— Start of Excerpted data —

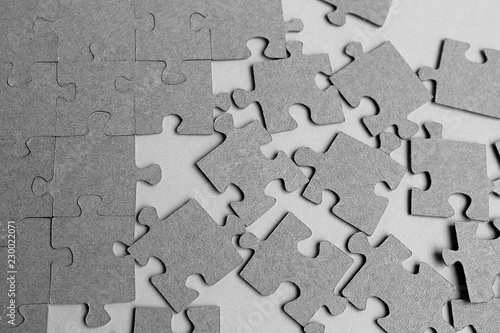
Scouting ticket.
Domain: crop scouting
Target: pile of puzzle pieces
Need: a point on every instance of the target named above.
(80, 79)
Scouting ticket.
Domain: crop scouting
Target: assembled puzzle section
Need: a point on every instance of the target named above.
(187, 242)
(279, 84)
(351, 169)
(239, 161)
(277, 260)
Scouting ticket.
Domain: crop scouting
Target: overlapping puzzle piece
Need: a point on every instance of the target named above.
(187, 242)
(279, 84)
(277, 260)
(239, 161)
(384, 76)
(351, 169)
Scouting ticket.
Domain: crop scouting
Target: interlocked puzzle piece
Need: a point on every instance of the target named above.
(233, 23)
(415, 301)
(187, 242)
(372, 11)
(279, 84)
(351, 169)
(172, 40)
(95, 164)
(463, 84)
(96, 276)
(454, 167)
(18, 43)
(482, 316)
(30, 110)
(239, 161)
(480, 260)
(192, 100)
(25, 273)
(96, 91)
(79, 23)
(384, 76)
(277, 260)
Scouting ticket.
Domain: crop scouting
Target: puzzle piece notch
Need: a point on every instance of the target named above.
(279, 84)
(315, 277)
(239, 161)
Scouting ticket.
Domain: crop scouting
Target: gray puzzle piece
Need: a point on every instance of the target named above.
(372, 11)
(96, 276)
(172, 40)
(277, 260)
(233, 23)
(351, 169)
(282, 83)
(463, 84)
(95, 86)
(480, 260)
(384, 76)
(30, 110)
(482, 316)
(454, 167)
(192, 100)
(187, 242)
(239, 161)
(82, 167)
(415, 301)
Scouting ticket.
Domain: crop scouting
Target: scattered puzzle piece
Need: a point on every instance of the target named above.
(384, 76)
(187, 242)
(95, 164)
(278, 260)
(454, 167)
(463, 84)
(279, 84)
(351, 169)
(96, 276)
(239, 161)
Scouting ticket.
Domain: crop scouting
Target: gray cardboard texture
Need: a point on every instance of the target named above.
(83, 167)
(415, 301)
(233, 23)
(454, 167)
(95, 91)
(96, 276)
(192, 100)
(30, 110)
(463, 84)
(351, 169)
(279, 84)
(384, 76)
(480, 260)
(239, 161)
(277, 260)
(372, 11)
(187, 242)
(482, 316)
(18, 43)
(172, 40)
(30, 267)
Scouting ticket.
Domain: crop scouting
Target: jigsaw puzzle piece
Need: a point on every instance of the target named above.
(191, 100)
(97, 276)
(384, 76)
(277, 260)
(454, 167)
(172, 40)
(351, 169)
(82, 167)
(239, 161)
(187, 242)
(463, 84)
(279, 84)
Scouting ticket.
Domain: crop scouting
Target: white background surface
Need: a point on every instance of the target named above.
(416, 28)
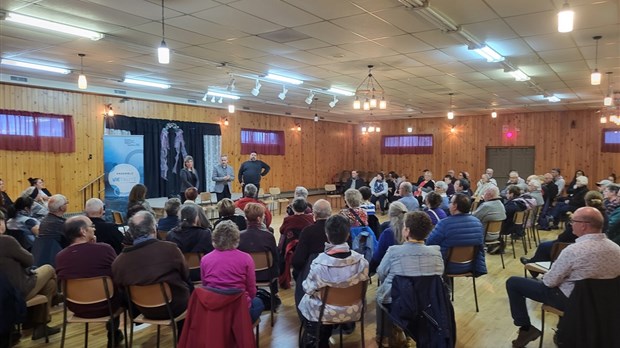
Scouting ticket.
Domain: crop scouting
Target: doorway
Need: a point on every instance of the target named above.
(505, 159)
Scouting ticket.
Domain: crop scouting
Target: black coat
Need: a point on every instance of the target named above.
(421, 307)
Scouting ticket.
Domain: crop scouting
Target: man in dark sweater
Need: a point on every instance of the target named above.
(85, 258)
(150, 261)
(251, 171)
(106, 232)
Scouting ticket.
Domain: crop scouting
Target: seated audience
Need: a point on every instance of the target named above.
(190, 195)
(392, 235)
(411, 259)
(249, 192)
(460, 229)
(379, 190)
(16, 265)
(593, 256)
(23, 222)
(226, 267)
(433, 202)
(338, 266)
(172, 207)
(289, 236)
(137, 201)
(406, 194)
(257, 238)
(354, 213)
(189, 236)
(85, 258)
(571, 203)
(300, 192)
(106, 232)
(151, 261)
(492, 209)
(543, 253)
(227, 211)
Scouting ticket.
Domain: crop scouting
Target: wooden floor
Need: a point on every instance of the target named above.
(491, 327)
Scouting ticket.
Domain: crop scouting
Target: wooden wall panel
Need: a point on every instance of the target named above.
(569, 140)
(312, 155)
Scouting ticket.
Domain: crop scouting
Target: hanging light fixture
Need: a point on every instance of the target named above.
(82, 83)
(451, 113)
(565, 18)
(609, 99)
(370, 90)
(595, 77)
(163, 52)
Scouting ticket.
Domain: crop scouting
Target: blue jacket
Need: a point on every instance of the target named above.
(459, 230)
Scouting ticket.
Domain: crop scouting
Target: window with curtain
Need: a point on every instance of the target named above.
(34, 131)
(264, 142)
(407, 144)
(610, 141)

— End of Excerpted data —

- **What the task requires**
Repeat all the data as it stands, dropping any images it holds.

- **Solution**
Scouting ticket.
Domain: crop scouting
Target: pile of puzzle pieces
Need: a point on every instance of the target named above.
(80, 79)
Scouting ticket.
Domain: crop scouting
Target: assembled puzzle section
Need: a point on every instance of the target named above.
(187, 242)
(279, 84)
(351, 169)
(239, 161)
(277, 260)
Scouting ticket.
Domain: crop scouting
Target: overlapping puzzle piece
Need: a point on every instance of the target named above.
(187, 242)
(279, 84)
(277, 260)
(239, 161)
(384, 76)
(351, 169)
Scouting ticket.
Domain: crop scouting
Target: interlocked puzzle piece
Need: a point on every instance of the target named above.
(233, 23)
(415, 301)
(187, 242)
(372, 11)
(279, 84)
(351, 169)
(172, 40)
(95, 164)
(463, 84)
(96, 276)
(454, 167)
(18, 43)
(482, 316)
(30, 110)
(239, 161)
(480, 260)
(192, 100)
(25, 273)
(96, 91)
(79, 23)
(384, 76)
(277, 260)
Scouting ticket.
Domain: crop scouting
Target: puzzle piece notch
Need: a point on every instance of the target named above.
(279, 84)
(315, 277)
(239, 161)
Scouting ticket.
Domain: crop scouting
Target: gray puzzle piece
Need: a point on every instance of the target named above.
(372, 11)
(96, 276)
(172, 40)
(277, 260)
(233, 23)
(351, 169)
(282, 83)
(463, 84)
(95, 86)
(480, 260)
(384, 76)
(30, 110)
(482, 316)
(454, 167)
(192, 100)
(187, 242)
(239, 161)
(82, 167)
(415, 301)
Scouting ticket.
Domain: crop scouting
Target: scattered puzzle piece
Need: a point on every instance of the target named above.
(384, 76)
(187, 242)
(95, 164)
(278, 260)
(454, 167)
(463, 84)
(279, 84)
(351, 169)
(96, 276)
(239, 161)
Scouting ticket.
Domain: crop scouting
Target: gray cardboard texture
Need: a point on every instance of the target named above.
(83, 167)
(415, 301)
(233, 23)
(454, 167)
(95, 91)
(96, 276)
(192, 100)
(30, 110)
(463, 84)
(351, 169)
(279, 84)
(384, 76)
(480, 260)
(239, 161)
(277, 260)
(372, 11)
(187, 242)
(482, 316)
(18, 43)
(172, 40)
(30, 267)
Scouting ticket.
Domain: crop scouting
Target: jigsaw puzzle piece
Need: a point on every instance of the target named above.
(191, 100)
(97, 276)
(384, 76)
(277, 260)
(454, 167)
(172, 40)
(351, 169)
(82, 167)
(239, 161)
(187, 242)
(463, 84)
(279, 84)
Scouting ticket.
Domain: crop scouting
Target: white background surface
Need: a point on every instance of the target named above.
(416, 28)
Scouting ticket.
Domain: crop scouting
Target: doorway
Need: a point on every instance of the target named above.
(505, 159)
Scouting ticket.
Domain: crop scouting
Target: black coat
Need: a point on every instance of the target named above.
(421, 307)
Scouting ticket.
Domain: crop scouting
Target: man in dark sweater
Need: a point on every instance of the target named above.
(85, 258)
(150, 261)
(251, 171)
(106, 232)
Scouting ticket.
Domain: crop scouting
Target: seated audience
Need: a point on every instance of the target named above.
(190, 195)
(392, 235)
(411, 259)
(249, 192)
(460, 229)
(379, 190)
(16, 265)
(593, 256)
(23, 222)
(226, 267)
(433, 202)
(338, 266)
(172, 207)
(289, 236)
(137, 201)
(406, 194)
(257, 238)
(354, 213)
(189, 236)
(85, 258)
(571, 203)
(300, 192)
(106, 232)
(151, 261)
(492, 209)
(543, 253)
(227, 211)
Scouting ticket.
Domain: crop scouting
Target: wooden floor
Need: a point on every instance of the target named above.
(491, 327)
Scouting ticket.
Domain: crop scouting
Target: wooden wall panel
Need: a point on every instance of the target named above.
(569, 140)
(312, 155)
Scouting ticket.
Domain: crop scouting
Target: hanging light fixture
Need: a point on every instance of the target named above.
(82, 83)
(451, 113)
(565, 18)
(609, 99)
(370, 90)
(595, 77)
(163, 52)
Scouting ticket.
Domain: crop scouting
Target: blue jacket
Need: a point on every instance of the target named above.
(459, 230)
Scouting ticket.
Domain: crop scouting
Target: window with curtain
Need: a point on every instance of the target named above.
(34, 131)
(264, 142)
(407, 144)
(610, 141)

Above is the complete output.